## What is required:
Report how many lines in the data below contain the string "house". Give only the number.
....
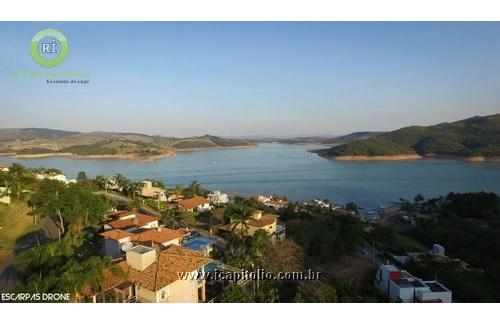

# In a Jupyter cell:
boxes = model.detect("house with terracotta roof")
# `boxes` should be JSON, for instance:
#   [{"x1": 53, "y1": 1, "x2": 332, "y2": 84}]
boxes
[
  {"x1": 0, "y1": 164, "x2": 9, "y2": 172},
  {"x1": 257, "y1": 195, "x2": 288, "y2": 210},
  {"x1": 104, "y1": 211, "x2": 159, "y2": 232},
  {"x1": 178, "y1": 196, "x2": 212, "y2": 212},
  {"x1": 219, "y1": 210, "x2": 279, "y2": 240},
  {"x1": 101, "y1": 229, "x2": 133, "y2": 257},
  {"x1": 139, "y1": 180, "x2": 167, "y2": 202},
  {"x1": 88, "y1": 245, "x2": 214, "y2": 303},
  {"x1": 131, "y1": 227, "x2": 186, "y2": 248},
  {"x1": 101, "y1": 227, "x2": 185, "y2": 258}
]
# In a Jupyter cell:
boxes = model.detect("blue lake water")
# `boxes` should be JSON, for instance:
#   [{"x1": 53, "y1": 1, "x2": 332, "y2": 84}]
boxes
[{"x1": 0, "y1": 144, "x2": 500, "y2": 207}]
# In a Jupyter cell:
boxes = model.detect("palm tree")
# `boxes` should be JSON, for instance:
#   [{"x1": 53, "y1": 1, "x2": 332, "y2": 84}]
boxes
[
  {"x1": 249, "y1": 230, "x2": 270, "y2": 268},
  {"x1": 172, "y1": 185, "x2": 184, "y2": 199},
  {"x1": 115, "y1": 173, "x2": 130, "y2": 193}
]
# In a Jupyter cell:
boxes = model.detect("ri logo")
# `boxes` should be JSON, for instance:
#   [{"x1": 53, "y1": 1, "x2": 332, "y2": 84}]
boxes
[{"x1": 30, "y1": 28, "x2": 69, "y2": 68}]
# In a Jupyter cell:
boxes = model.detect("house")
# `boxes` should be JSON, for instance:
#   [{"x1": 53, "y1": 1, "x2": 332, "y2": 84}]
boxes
[
  {"x1": 139, "y1": 180, "x2": 167, "y2": 202},
  {"x1": 182, "y1": 232, "x2": 217, "y2": 257},
  {"x1": 101, "y1": 229, "x2": 133, "y2": 257},
  {"x1": 178, "y1": 196, "x2": 212, "y2": 212},
  {"x1": 375, "y1": 264, "x2": 452, "y2": 303},
  {"x1": 104, "y1": 211, "x2": 159, "y2": 232},
  {"x1": 0, "y1": 187, "x2": 10, "y2": 205},
  {"x1": 219, "y1": 210, "x2": 284, "y2": 239},
  {"x1": 257, "y1": 195, "x2": 288, "y2": 210},
  {"x1": 207, "y1": 190, "x2": 229, "y2": 204},
  {"x1": 432, "y1": 244, "x2": 445, "y2": 256},
  {"x1": 131, "y1": 227, "x2": 185, "y2": 248},
  {"x1": 35, "y1": 173, "x2": 76, "y2": 184},
  {"x1": 88, "y1": 245, "x2": 214, "y2": 303},
  {"x1": 0, "y1": 164, "x2": 9, "y2": 173},
  {"x1": 101, "y1": 227, "x2": 185, "y2": 258}
]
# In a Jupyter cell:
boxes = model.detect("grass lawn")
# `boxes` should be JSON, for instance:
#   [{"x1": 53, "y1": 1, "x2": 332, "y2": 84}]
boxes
[{"x1": 0, "y1": 201, "x2": 36, "y2": 257}]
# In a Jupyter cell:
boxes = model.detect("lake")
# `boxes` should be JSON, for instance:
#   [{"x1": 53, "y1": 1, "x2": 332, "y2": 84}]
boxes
[{"x1": 0, "y1": 144, "x2": 500, "y2": 208}]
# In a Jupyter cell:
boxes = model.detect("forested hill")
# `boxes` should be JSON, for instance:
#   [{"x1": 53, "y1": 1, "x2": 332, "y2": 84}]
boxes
[
  {"x1": 316, "y1": 114, "x2": 500, "y2": 157},
  {"x1": 0, "y1": 128, "x2": 251, "y2": 159}
]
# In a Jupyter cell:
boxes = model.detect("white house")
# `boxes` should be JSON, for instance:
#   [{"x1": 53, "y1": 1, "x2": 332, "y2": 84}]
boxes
[
  {"x1": 207, "y1": 190, "x2": 229, "y2": 204},
  {"x1": 86, "y1": 245, "x2": 213, "y2": 303},
  {"x1": 375, "y1": 264, "x2": 452, "y2": 303},
  {"x1": 101, "y1": 230, "x2": 133, "y2": 257}
]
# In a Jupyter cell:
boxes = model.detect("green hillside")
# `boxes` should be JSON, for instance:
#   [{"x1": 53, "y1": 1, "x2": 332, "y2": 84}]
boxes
[
  {"x1": 0, "y1": 129, "x2": 250, "y2": 158},
  {"x1": 317, "y1": 114, "x2": 500, "y2": 157}
]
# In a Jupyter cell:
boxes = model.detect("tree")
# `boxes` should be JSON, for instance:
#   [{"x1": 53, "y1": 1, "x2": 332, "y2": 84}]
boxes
[
  {"x1": 413, "y1": 194, "x2": 424, "y2": 203},
  {"x1": 220, "y1": 284, "x2": 254, "y2": 303},
  {"x1": 298, "y1": 281, "x2": 337, "y2": 303},
  {"x1": 248, "y1": 230, "x2": 271, "y2": 268},
  {"x1": 185, "y1": 180, "x2": 205, "y2": 197},
  {"x1": 76, "y1": 171, "x2": 88, "y2": 182},
  {"x1": 345, "y1": 202, "x2": 359, "y2": 214},
  {"x1": 263, "y1": 239, "x2": 304, "y2": 273},
  {"x1": 11, "y1": 175, "x2": 35, "y2": 200},
  {"x1": 172, "y1": 185, "x2": 184, "y2": 199},
  {"x1": 114, "y1": 173, "x2": 130, "y2": 194},
  {"x1": 224, "y1": 204, "x2": 253, "y2": 235}
]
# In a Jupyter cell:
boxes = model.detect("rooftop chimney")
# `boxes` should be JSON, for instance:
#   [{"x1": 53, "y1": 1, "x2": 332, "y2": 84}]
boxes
[{"x1": 127, "y1": 245, "x2": 156, "y2": 271}]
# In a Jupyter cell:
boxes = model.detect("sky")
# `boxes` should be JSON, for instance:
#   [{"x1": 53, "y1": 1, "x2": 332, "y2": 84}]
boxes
[{"x1": 0, "y1": 22, "x2": 500, "y2": 137}]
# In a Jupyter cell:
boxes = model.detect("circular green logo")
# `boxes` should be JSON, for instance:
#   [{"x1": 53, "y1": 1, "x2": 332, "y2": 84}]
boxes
[{"x1": 30, "y1": 28, "x2": 69, "y2": 68}]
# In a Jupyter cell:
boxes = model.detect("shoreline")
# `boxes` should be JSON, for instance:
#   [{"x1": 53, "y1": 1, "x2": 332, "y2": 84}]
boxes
[
  {"x1": 323, "y1": 154, "x2": 500, "y2": 162},
  {"x1": 0, "y1": 145, "x2": 257, "y2": 163}
]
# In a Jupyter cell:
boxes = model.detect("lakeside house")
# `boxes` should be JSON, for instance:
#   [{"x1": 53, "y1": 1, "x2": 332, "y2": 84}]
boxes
[
  {"x1": 218, "y1": 210, "x2": 285, "y2": 240},
  {"x1": 375, "y1": 264, "x2": 452, "y2": 303},
  {"x1": 139, "y1": 180, "x2": 167, "y2": 202},
  {"x1": 101, "y1": 211, "x2": 185, "y2": 258},
  {"x1": 207, "y1": 190, "x2": 229, "y2": 205},
  {"x1": 87, "y1": 245, "x2": 214, "y2": 303},
  {"x1": 104, "y1": 211, "x2": 159, "y2": 232},
  {"x1": 0, "y1": 187, "x2": 10, "y2": 205},
  {"x1": 257, "y1": 195, "x2": 289, "y2": 210},
  {"x1": 35, "y1": 173, "x2": 76, "y2": 185},
  {"x1": 178, "y1": 196, "x2": 212, "y2": 212},
  {"x1": 0, "y1": 164, "x2": 10, "y2": 173}
]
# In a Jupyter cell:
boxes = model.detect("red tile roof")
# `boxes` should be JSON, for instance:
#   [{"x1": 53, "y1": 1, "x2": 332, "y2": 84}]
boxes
[
  {"x1": 101, "y1": 230, "x2": 133, "y2": 240},
  {"x1": 179, "y1": 196, "x2": 210, "y2": 209},
  {"x1": 114, "y1": 245, "x2": 213, "y2": 291},
  {"x1": 132, "y1": 228, "x2": 185, "y2": 244}
]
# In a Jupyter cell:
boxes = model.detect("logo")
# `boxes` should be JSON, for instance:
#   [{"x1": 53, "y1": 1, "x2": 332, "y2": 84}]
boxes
[{"x1": 30, "y1": 28, "x2": 69, "y2": 68}]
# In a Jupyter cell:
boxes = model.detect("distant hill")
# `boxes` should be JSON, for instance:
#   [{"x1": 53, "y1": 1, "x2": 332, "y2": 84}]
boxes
[
  {"x1": 247, "y1": 131, "x2": 384, "y2": 145},
  {"x1": 0, "y1": 128, "x2": 251, "y2": 160},
  {"x1": 321, "y1": 131, "x2": 385, "y2": 144},
  {"x1": 316, "y1": 114, "x2": 500, "y2": 158},
  {"x1": 0, "y1": 128, "x2": 78, "y2": 141}
]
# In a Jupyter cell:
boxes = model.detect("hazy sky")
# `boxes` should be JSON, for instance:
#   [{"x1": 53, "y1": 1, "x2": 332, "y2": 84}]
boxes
[{"x1": 0, "y1": 22, "x2": 500, "y2": 136}]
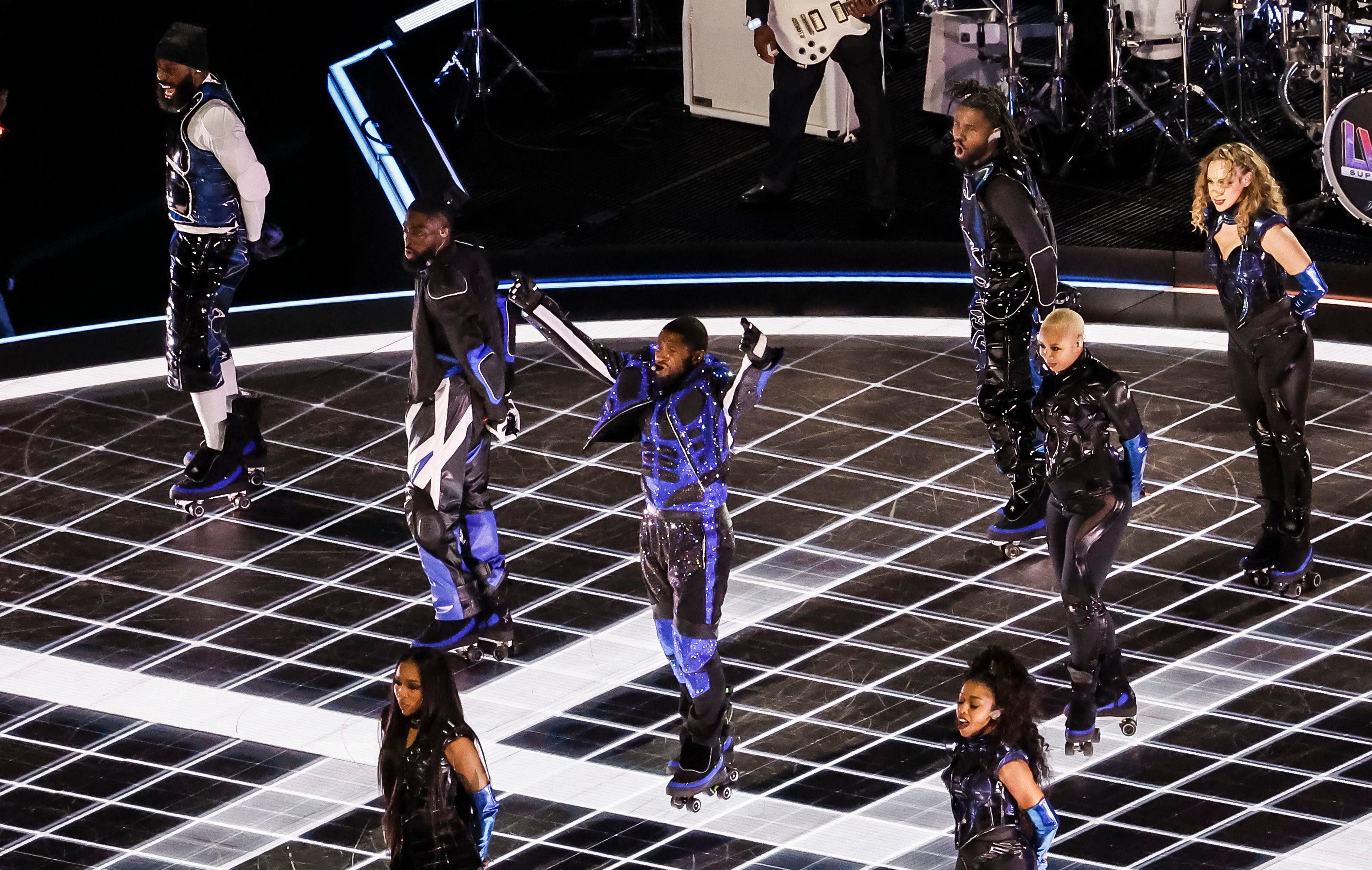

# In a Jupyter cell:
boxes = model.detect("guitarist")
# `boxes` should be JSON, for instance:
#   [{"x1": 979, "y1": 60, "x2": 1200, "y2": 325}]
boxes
[{"x1": 741, "y1": 0, "x2": 896, "y2": 232}]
....
## Right answer:
4